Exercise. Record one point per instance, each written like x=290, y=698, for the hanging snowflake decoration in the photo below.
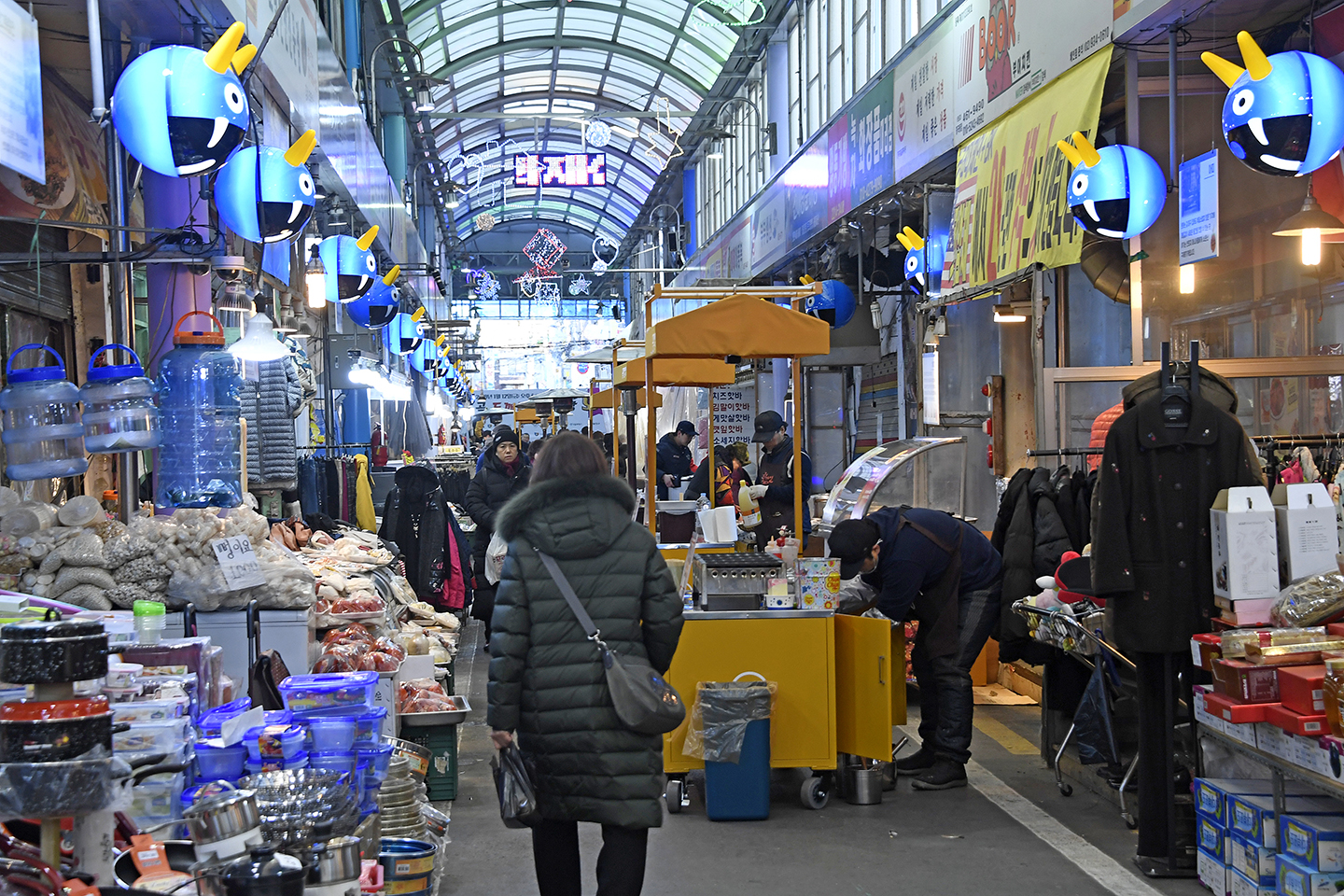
x=544, y=248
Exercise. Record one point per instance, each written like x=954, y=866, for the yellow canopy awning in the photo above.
x=741, y=326
x=679, y=371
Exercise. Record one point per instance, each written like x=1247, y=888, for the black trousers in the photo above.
x=620, y=865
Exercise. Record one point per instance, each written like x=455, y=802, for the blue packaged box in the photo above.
x=1295, y=879
x=1316, y=841
x=1253, y=859
x=1253, y=817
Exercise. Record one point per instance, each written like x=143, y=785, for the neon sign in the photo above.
x=571, y=170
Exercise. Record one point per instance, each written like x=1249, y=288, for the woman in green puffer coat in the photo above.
x=547, y=682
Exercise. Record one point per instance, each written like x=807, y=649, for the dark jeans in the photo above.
x=620, y=865
x=945, y=696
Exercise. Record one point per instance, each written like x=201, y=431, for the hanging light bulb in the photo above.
x=1187, y=280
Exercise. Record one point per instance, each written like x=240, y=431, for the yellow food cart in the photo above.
x=840, y=679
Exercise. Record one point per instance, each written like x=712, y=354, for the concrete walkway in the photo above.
x=1010, y=833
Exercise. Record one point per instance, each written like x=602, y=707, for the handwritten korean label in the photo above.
x=238, y=562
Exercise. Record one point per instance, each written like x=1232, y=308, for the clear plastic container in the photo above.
x=329, y=691
x=119, y=414
x=199, y=462
x=43, y=436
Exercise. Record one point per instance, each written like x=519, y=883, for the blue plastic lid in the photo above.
x=35, y=373
x=115, y=371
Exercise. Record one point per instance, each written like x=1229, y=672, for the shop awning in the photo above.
x=741, y=326
x=679, y=371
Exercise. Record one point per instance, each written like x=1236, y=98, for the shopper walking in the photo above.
x=945, y=574
x=547, y=682
x=504, y=471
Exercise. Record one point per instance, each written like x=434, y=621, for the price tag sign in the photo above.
x=238, y=562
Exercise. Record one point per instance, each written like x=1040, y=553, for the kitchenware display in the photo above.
x=52, y=651
x=52, y=730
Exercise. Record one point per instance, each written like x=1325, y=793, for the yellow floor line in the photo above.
x=1005, y=736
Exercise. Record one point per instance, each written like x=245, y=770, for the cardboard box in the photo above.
x=1253, y=859
x=1245, y=541
x=1253, y=817
x=1295, y=879
x=1230, y=709
x=1246, y=681
x=1300, y=690
x=1295, y=721
x=1212, y=874
x=1308, y=534
x=1316, y=841
x=1242, y=886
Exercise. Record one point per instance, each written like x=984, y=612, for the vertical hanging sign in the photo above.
x=1199, y=208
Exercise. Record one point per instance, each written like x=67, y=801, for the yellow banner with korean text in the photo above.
x=1011, y=207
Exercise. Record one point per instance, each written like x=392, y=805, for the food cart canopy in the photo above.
x=679, y=371
x=741, y=326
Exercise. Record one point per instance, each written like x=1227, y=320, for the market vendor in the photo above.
x=674, y=461
x=941, y=571
x=776, y=481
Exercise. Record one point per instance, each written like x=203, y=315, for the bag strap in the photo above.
x=573, y=599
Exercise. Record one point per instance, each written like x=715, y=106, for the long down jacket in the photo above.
x=546, y=679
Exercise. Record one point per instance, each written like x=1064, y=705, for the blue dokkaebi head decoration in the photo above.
x=351, y=269
x=376, y=308
x=266, y=195
x=1114, y=191
x=1283, y=115
x=182, y=112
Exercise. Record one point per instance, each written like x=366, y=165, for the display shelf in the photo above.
x=1279, y=766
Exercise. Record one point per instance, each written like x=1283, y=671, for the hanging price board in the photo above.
x=238, y=562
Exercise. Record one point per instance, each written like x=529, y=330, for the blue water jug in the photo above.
x=43, y=437
x=199, y=462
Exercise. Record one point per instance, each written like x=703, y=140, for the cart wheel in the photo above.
x=815, y=792
x=672, y=795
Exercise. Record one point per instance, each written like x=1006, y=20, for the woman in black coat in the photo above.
x=504, y=473
x=547, y=682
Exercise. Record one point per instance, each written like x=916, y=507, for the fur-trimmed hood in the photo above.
x=568, y=517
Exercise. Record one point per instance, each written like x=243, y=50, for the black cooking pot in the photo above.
x=265, y=874
x=52, y=651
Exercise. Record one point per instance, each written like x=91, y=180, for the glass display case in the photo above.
x=922, y=471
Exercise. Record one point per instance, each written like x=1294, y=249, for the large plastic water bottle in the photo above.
x=119, y=413
x=199, y=462
x=43, y=437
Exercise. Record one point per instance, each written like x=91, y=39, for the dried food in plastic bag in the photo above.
x=1309, y=602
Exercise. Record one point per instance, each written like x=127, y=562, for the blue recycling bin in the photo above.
x=741, y=791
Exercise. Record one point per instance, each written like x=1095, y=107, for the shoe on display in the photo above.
x=945, y=774
x=916, y=762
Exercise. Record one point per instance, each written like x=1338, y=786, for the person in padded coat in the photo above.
x=504, y=474
x=547, y=684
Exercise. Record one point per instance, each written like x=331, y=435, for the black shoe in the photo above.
x=944, y=776
x=916, y=762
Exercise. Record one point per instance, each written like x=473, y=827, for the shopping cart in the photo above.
x=1080, y=635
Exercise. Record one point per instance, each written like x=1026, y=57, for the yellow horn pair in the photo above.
x=1257, y=63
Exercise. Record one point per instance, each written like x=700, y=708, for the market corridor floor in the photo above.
x=1011, y=833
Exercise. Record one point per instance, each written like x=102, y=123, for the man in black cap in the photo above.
x=933, y=567
x=674, y=457
x=776, y=480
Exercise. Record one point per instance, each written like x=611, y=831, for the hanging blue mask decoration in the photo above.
x=351, y=269
x=266, y=195
x=1283, y=115
x=1114, y=191
x=376, y=308
x=182, y=112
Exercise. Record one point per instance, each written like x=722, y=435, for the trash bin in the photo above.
x=735, y=721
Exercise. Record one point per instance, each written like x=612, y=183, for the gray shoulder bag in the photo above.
x=644, y=700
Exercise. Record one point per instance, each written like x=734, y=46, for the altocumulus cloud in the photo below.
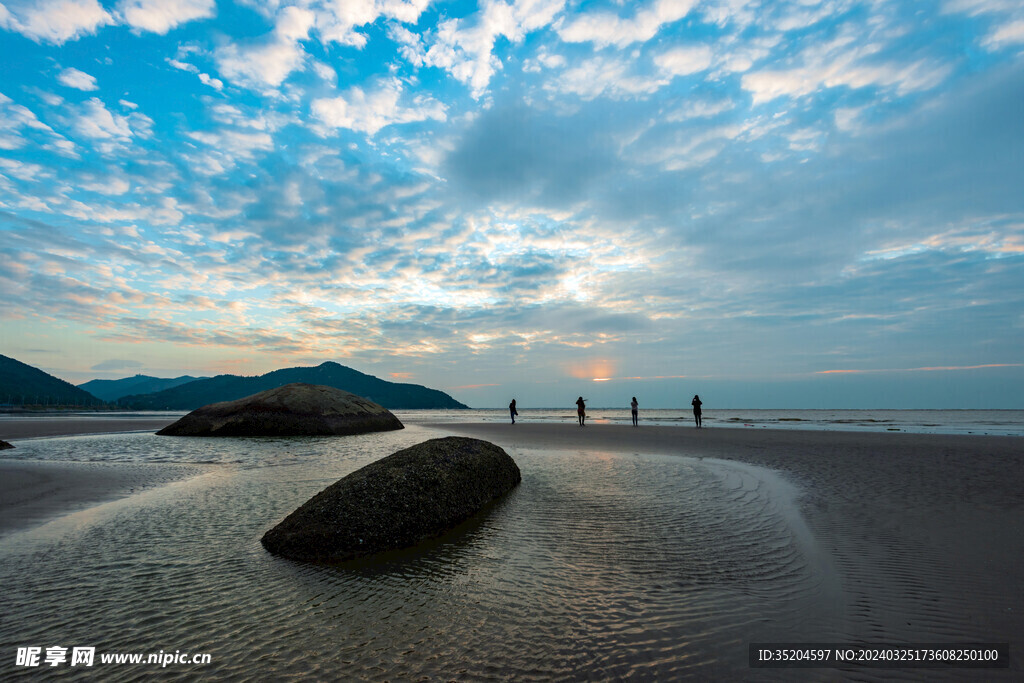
* * * *
Task requirements
Update the lines starting at the one containing "shoe in the photo above." and ending at the one containing "x=735, y=721" by changing "trash bin" to "garbage can" and leaving everything else untouched. Give back only those lines.

Exercise response
Exercise. Record one point per instance, each written like x=331, y=435, for the black shoe in the photo above.
x=944, y=776
x=916, y=762
Exercise. Record one point per instance, each written like x=473, y=827, for the shopping cart in the photo above.
x=1080, y=635
Exercise. Record one point per instance, each written like x=1026, y=57, for the yellow horn pair in the photo above.
x=1257, y=63
Exercise. Record one point per instance, each written like x=700, y=708, for the market corridor floor in the photo above.
x=1011, y=833
Exercise. Record one point per instance, each written like x=102, y=123, for the man in black cap in the photo above.
x=933, y=567
x=674, y=457
x=776, y=480
Exercise. Record one point per instance, each written like x=611, y=831, for the hanging blue mask decoration in the photo above.
x=351, y=269
x=266, y=195
x=1283, y=115
x=1114, y=191
x=376, y=308
x=182, y=112
Exercise. Record one point per instance, each written like x=722, y=435, for the garbage can in the photo above.
x=735, y=721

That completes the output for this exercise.